*GIVEN PROBLEM*
Scale the records below by copying every line, requests included, and multiplying each x and y coordinate in the answers by 2.05. Round each result to a whole number, with halves rounded up.

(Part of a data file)
================

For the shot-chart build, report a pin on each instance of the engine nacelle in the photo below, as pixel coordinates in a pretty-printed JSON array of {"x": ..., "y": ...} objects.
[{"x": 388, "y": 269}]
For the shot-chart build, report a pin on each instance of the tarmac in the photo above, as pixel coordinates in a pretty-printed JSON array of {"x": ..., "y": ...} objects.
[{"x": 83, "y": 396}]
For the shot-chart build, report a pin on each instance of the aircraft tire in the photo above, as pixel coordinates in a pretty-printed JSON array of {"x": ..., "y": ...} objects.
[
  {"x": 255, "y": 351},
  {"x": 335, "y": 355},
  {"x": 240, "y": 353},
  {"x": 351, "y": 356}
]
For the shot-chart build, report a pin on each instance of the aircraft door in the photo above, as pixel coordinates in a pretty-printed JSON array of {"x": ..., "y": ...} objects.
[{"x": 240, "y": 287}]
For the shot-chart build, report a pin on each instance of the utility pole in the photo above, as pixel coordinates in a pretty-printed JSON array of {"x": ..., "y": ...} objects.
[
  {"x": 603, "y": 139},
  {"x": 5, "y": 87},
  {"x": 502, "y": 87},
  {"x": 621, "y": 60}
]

================

*TASK RESULT*
For the shot-chart build, report a pin on each instance of the engine nacelle in the photo below, as pixel coordinates in a pretty-printed JSON array of {"x": ..., "y": ...} objects.
[{"x": 795, "y": 551}]
For the shot-chart build, report a pin on each instance of the tarmac in the photo above, as pixel coordinates in a pretty-printed JSON array of {"x": ..., "y": ...} objects.
[{"x": 170, "y": 812}]
For the shot-chart build, report a pin on each instance of the aircraft tire in the photo above, as pixel coordinates in a pretty-printed JSON array of {"x": ..., "y": ...} objects.
[
  {"x": 523, "y": 720},
  {"x": 687, "y": 728},
  {"x": 492, "y": 724},
  {"x": 720, "y": 730}
]
For the shot-chart build, report a pin on each instance of the aircraft door in the photo above, as pixel coordinates in a pretty-printed JSON array of {"x": ..., "y": ...} objects.
[{"x": 492, "y": 588}]
For the shot-chart build, report a pin on each instance of the utility pole in the photo above, as pixel coordinates in a pretty-printed JSON array of {"x": ..., "y": ...} objects.
[
  {"x": 1236, "y": 285},
  {"x": 10, "y": 178},
  {"x": 1029, "y": 178},
  {"x": 1273, "y": 123}
]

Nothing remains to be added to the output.